====== EXERCISE DATA ======

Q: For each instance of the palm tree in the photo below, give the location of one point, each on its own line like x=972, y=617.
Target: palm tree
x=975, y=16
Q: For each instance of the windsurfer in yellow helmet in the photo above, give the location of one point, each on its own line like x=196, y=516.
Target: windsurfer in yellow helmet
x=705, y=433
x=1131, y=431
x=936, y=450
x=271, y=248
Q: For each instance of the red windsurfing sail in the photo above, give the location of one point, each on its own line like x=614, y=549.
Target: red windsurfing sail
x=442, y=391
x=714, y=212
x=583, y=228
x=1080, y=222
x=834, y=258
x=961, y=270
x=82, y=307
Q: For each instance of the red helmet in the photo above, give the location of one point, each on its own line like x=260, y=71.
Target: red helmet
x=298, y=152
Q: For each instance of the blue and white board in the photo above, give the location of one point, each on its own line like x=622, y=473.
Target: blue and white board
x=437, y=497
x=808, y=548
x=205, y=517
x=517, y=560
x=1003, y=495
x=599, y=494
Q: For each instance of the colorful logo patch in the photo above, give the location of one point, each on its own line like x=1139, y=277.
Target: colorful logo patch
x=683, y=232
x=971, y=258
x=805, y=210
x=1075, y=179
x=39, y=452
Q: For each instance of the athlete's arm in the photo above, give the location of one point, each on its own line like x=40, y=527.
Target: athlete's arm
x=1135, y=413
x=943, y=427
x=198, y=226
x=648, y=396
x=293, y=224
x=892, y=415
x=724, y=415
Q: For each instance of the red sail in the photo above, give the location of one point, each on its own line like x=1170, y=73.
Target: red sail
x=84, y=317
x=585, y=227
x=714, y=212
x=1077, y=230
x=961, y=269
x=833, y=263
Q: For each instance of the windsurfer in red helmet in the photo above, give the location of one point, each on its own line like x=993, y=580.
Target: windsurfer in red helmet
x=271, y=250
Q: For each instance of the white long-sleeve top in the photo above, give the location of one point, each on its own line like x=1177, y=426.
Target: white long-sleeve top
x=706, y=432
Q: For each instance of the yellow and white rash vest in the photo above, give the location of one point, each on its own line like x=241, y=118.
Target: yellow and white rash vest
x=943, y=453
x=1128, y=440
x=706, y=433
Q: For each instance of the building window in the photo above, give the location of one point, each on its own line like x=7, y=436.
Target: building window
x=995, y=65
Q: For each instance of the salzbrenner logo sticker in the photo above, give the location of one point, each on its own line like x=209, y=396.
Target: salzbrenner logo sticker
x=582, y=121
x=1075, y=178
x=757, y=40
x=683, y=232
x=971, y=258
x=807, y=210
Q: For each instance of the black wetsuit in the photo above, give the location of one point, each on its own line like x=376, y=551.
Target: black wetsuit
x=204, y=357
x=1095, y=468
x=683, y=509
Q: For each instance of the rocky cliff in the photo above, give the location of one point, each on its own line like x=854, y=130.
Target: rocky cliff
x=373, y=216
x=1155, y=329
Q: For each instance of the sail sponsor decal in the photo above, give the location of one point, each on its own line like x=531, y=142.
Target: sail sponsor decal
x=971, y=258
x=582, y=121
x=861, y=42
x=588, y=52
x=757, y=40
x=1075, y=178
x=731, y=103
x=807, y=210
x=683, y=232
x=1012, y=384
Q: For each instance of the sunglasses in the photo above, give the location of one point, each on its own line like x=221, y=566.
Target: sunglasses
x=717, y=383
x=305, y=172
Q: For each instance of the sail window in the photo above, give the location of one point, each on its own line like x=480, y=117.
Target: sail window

======

EXERCISE -> Set down, from the entries above, exactly the lines from the one with "Q: For each instance of the red windsurfing" up to and including the one with "Q: For each instance of the blue", and no other lines.

OUTPUT OF THE TASK ->
Q: For each instance of the red windsurfing sail in the photo above, give the location of one point, each on its own line like x=614, y=549.
Target: red windsurfing sail
x=442, y=391
x=714, y=212
x=583, y=228
x=1080, y=222
x=834, y=258
x=961, y=270
x=82, y=307
Q: For each instance of the red helmet in the photo above, give the location of one point, each on its own line like x=260, y=71.
Target: red helmet
x=298, y=152
Q: For each instance of the blue and white board in the photo above, give the location of one point, each on its own line like x=622, y=473.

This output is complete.